**TO DO:**
Your answer must repeat all of the entries word for word, without any images.
[SUPPLIED RECORDS — start]
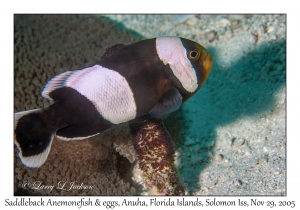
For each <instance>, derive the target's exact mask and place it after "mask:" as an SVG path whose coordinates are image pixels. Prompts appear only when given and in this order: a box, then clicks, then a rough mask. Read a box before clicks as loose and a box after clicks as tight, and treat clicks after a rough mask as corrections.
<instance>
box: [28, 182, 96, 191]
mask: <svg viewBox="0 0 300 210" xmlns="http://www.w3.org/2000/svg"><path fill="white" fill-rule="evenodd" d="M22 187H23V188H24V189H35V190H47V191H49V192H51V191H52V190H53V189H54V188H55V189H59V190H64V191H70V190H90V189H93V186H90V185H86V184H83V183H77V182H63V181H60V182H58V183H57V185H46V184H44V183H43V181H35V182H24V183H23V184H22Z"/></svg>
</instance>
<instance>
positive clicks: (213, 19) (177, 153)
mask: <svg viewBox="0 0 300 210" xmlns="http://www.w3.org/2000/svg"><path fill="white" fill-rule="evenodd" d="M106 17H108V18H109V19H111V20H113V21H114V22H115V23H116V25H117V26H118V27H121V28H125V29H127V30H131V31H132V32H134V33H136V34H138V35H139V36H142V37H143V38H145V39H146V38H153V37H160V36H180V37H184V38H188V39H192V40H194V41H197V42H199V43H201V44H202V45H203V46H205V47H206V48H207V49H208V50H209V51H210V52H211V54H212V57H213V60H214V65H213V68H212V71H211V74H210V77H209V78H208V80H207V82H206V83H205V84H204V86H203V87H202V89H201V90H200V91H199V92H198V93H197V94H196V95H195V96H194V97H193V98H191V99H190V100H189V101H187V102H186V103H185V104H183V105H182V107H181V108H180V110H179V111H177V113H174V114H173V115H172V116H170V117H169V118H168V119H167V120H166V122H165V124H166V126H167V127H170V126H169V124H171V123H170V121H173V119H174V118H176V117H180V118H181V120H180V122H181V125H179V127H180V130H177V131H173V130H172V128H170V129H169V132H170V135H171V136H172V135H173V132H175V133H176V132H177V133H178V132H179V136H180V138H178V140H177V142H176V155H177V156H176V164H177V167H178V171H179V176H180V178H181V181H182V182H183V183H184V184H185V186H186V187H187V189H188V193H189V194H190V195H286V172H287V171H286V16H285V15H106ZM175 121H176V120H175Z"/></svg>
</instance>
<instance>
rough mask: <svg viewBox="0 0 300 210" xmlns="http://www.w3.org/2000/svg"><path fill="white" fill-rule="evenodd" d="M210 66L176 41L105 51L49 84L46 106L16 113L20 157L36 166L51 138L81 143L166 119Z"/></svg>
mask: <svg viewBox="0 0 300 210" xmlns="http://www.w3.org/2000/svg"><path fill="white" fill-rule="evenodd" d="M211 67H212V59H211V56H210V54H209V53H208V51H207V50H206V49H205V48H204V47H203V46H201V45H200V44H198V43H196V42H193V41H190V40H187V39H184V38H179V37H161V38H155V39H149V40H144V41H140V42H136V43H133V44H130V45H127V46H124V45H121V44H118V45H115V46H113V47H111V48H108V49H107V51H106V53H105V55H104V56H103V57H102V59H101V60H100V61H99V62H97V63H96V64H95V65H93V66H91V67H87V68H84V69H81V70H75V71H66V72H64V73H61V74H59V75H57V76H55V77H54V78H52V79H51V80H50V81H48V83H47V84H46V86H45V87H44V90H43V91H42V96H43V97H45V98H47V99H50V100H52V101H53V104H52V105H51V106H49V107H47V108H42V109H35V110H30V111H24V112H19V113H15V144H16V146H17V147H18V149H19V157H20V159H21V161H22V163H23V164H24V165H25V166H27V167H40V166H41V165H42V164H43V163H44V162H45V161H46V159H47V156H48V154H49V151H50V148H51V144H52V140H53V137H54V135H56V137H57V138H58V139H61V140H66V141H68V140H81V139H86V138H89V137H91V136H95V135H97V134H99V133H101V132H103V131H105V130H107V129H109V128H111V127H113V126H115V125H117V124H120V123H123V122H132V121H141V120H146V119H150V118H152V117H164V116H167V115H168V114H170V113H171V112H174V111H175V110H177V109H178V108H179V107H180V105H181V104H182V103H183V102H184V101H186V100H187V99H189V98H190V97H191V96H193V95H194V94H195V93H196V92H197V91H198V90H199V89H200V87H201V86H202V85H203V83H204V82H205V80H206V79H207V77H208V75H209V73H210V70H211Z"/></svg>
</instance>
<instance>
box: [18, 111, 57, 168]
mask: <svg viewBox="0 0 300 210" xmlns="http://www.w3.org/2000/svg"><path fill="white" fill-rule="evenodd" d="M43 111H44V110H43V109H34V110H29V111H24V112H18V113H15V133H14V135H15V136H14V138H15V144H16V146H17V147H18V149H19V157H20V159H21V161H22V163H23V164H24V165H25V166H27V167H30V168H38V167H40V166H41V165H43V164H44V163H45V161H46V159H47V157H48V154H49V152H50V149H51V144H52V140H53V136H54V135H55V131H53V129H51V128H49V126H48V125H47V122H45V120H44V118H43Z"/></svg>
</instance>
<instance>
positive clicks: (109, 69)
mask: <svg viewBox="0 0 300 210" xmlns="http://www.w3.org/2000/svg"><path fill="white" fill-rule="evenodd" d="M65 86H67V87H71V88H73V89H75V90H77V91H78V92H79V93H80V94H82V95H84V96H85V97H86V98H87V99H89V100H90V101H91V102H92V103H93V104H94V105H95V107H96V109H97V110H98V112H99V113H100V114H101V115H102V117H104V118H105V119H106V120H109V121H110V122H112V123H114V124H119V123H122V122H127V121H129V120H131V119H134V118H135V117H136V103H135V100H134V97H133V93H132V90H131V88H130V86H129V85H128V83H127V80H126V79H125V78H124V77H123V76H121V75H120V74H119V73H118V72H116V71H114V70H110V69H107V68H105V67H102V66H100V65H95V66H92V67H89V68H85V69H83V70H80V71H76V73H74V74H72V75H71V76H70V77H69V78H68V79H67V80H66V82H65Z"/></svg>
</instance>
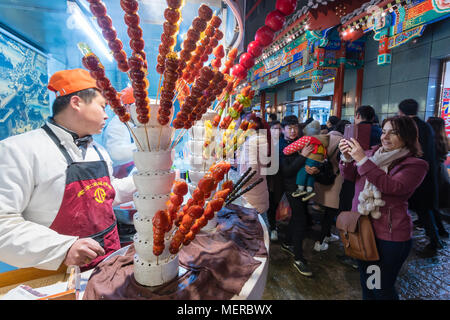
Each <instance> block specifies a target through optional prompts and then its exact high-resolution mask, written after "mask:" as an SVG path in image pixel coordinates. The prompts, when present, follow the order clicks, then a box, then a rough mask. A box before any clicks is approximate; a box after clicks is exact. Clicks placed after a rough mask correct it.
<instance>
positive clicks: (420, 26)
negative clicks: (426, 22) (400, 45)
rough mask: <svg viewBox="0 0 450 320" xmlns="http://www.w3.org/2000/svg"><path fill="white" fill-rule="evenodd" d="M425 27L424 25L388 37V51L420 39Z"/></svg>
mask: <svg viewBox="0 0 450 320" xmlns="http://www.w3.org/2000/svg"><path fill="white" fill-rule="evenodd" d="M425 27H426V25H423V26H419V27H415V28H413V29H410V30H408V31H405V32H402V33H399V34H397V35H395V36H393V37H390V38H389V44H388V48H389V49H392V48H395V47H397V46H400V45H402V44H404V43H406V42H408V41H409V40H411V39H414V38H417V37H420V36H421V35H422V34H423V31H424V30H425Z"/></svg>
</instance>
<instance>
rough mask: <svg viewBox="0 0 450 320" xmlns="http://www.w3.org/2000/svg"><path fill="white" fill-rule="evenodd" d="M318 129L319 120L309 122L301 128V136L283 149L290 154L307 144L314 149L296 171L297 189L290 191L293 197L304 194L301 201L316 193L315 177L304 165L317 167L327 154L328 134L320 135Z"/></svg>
[SUPPLIED RECORDS — finish]
**RESPONSE AREA:**
For each <instance>, derive the target's exact mask and place it after "mask:" as an SVG path whose coordinates are image pixels. Prompts appear only when given and in this order: a box, then clicks, then a rough mask. Read a box before clicks as loose and a box after clicks as tight, and treat clicks after a rough mask as corrections.
<instance>
box: [28, 182, 96, 191]
mask: <svg viewBox="0 0 300 210" xmlns="http://www.w3.org/2000/svg"><path fill="white" fill-rule="evenodd" d="M22 187H23V188H24V189H35V190H47V191H49V192H51V191H52V190H53V189H54V188H55V189H59V190H64V191H70V190H90V189H93V186H90V185H86V184H83V183H77V182H63V181H60V182H58V183H57V185H46V184H44V183H43V181H35V182H24V183H23V184H22Z"/></svg>
</instance>
<instance>
positive clicks: (213, 19) (177, 153)
mask: <svg viewBox="0 0 300 210" xmlns="http://www.w3.org/2000/svg"><path fill="white" fill-rule="evenodd" d="M106 17H108V18H109V19H111V20H113V21H114V22H115V23H116V25H117V26H118V27H121V28H125V29H127V30H131V31H132V32H134V33H136V34H138V35H139V36H142V37H143V38H145V39H146V38H153V37H160V36H180V37H184V38H188V39H192V40H194V41H197V42H199V43H201V44H202V45H203V46H205V47H206V48H207V49H208V50H209V51H210V52H211V54H212V57H213V60H214V65H213V68H212V71H211V74H210V77H209V78H208V80H207V82H206V83H205V84H204V86H203V87H202V89H201V90H200V91H199V92H198V93H197V94H196V95H195V96H194V97H193V98H191V99H190V100H189V101H187V102H186V103H185V104H183V105H182V107H181V108H180V110H179V111H177V113H174V114H173V115H172V116H170V117H169V118H168V119H167V120H166V122H165V124H166V126H167V127H170V126H169V124H171V123H170V121H173V119H174V118H176V117H180V118H181V120H180V122H181V125H179V127H180V130H177V131H173V130H172V128H170V129H169V132H170V135H171V136H172V135H173V132H175V133H176V132H177V133H178V132H179V136H180V138H178V140H177V142H176V155H177V156H176V164H177V167H178V171H179V176H180V178H181V181H182V182H183V183H184V184H185V186H186V187H187V189H188V193H189V194H190V195H286V172H287V171H286V16H285V15H106ZM175 121H176V120H175Z"/></svg>
</instance>
<instance>
rough mask: <svg viewBox="0 0 300 210" xmlns="http://www.w3.org/2000/svg"><path fill="white" fill-rule="evenodd" d="M210 66L176 41L105 51L49 84L46 106L16 113L20 157L36 166L51 138L81 143L166 119Z"/></svg>
mask: <svg viewBox="0 0 300 210" xmlns="http://www.w3.org/2000/svg"><path fill="white" fill-rule="evenodd" d="M211 67H212V59H211V56H210V54H209V53H208V51H207V50H206V49H205V48H204V47H203V46H201V45H200V44H198V43H196V42H193V41H190V40H187V39H184V38H179V37H161V38H155V39H149V40H144V41H140V42H136V43H133V44H130V45H127V46H124V45H121V44H118V45H115V46H113V47H111V48H108V49H107V51H106V53H105V55H104V56H103V57H102V59H101V60H100V61H99V62H97V63H96V64H95V65H93V66H91V67H87V68H84V69H81V70H75V71H66V72H64V73H61V74H59V75H57V76H55V77H54V78H52V79H51V80H50V81H48V83H47V84H46V86H45V87H44V90H43V91H42V96H43V97H45V98H47V99H50V100H52V101H53V104H52V105H51V106H49V107H47V108H42V109H35V110H30V111H24V112H19V113H15V144H16V146H17V147H18V149H19V157H20V159H21V161H22V163H23V164H24V165H25V166H27V167H40V166H41V165H42V164H43V163H44V162H45V161H46V159H47V156H48V154H49V151H50V148H51V144H52V140H53V137H54V135H56V137H57V138H58V139H61V140H66V141H68V140H81V139H86V138H89V137H91V136H95V135H97V134H99V133H101V132H103V131H105V130H107V129H109V128H111V127H113V126H115V125H117V124H120V123H123V122H132V121H141V120H146V119H150V118H152V117H164V116H167V115H168V114H170V113H171V112H174V111H175V110H177V109H178V108H179V107H180V105H181V104H182V103H183V102H184V101H186V100H187V99H189V98H190V97H191V96H193V95H194V94H195V93H196V92H197V91H198V90H199V89H200V87H201V86H202V85H203V83H204V82H205V80H206V79H207V77H208V75H209V73H210V70H211Z"/></svg>
</instance>
<instance>
box: [18, 111, 57, 168]
mask: <svg viewBox="0 0 300 210" xmlns="http://www.w3.org/2000/svg"><path fill="white" fill-rule="evenodd" d="M43 111H44V110H43V109H34V110H29V111H24V112H18V113H15V133H14V135H15V136H14V138H15V144H16V146H17V147H18V149H19V157H20V159H21V161H22V163H23V164H24V165H25V166H27V167H30V168H38V167H40V166H41V165H43V164H44V163H45V161H46V159H47V157H48V154H49V152H50V149H51V144H52V140H53V136H54V135H55V131H53V129H51V128H49V126H48V125H47V122H45V120H44V118H43Z"/></svg>
</instance>
<instance>
positive clicks: (109, 69)
mask: <svg viewBox="0 0 300 210" xmlns="http://www.w3.org/2000/svg"><path fill="white" fill-rule="evenodd" d="M65 86H67V87H71V88H73V89H75V90H77V91H78V92H79V93H80V94H82V95H84V96H85V97H86V98H87V99H89V100H90V101H91V102H92V103H93V104H94V105H95V107H96V109H97V110H98V112H99V113H100V114H101V115H102V117H104V118H105V119H106V120H109V121H110V122H112V123H114V124H119V123H122V122H127V121H129V120H131V119H134V118H135V117H136V103H135V100H134V97H133V93H132V90H131V88H130V86H129V85H128V83H127V80H126V79H125V78H124V77H123V76H121V75H120V74H119V73H118V72H116V71H114V70H110V69H107V68H105V67H102V66H100V65H95V66H92V67H89V68H85V69H83V70H80V71H76V73H74V74H72V75H71V76H70V77H69V78H68V79H67V80H66V82H65Z"/></svg>
</instance>
Each <instance> block specifies a target through optional prompts and then its exact high-resolution mask, written after "mask:" as an SVG path in image pixel coordinates. The prompts, when present, follow the order clicks, then a box, then a rough mask. A box before any clicks is approximate; a box after clicks is exact. Clicks placed after a rough mask correct it.
<instance>
positive clicks: (420, 26)
negative clicks: (426, 22) (400, 45)
rough mask: <svg viewBox="0 0 450 320" xmlns="http://www.w3.org/2000/svg"><path fill="white" fill-rule="evenodd" d="M425 27L424 25L388 37V51L420 39Z"/></svg>
mask: <svg viewBox="0 0 450 320" xmlns="http://www.w3.org/2000/svg"><path fill="white" fill-rule="evenodd" d="M425 27H426V25H423V26H419V27H415V28H413V29H410V30H408V31H405V32H402V33H399V34H397V35H395V36H393V37H390V38H389V44H388V48H389V49H392V48H395V47H397V46H400V45H402V44H404V43H406V42H408V41H409V40H411V39H414V38H417V37H420V36H421V35H422V34H423V31H424V30H425Z"/></svg>
</instance>
<instance>
rough mask: <svg viewBox="0 0 450 320" xmlns="http://www.w3.org/2000/svg"><path fill="white" fill-rule="evenodd" d="M318 129L319 120L309 122L301 128V136L283 149L290 154L307 144L314 149L296 171L297 189L290 191L293 197L304 194L301 201L316 193L315 177L304 165L317 167L327 154L328 134L320 135Z"/></svg>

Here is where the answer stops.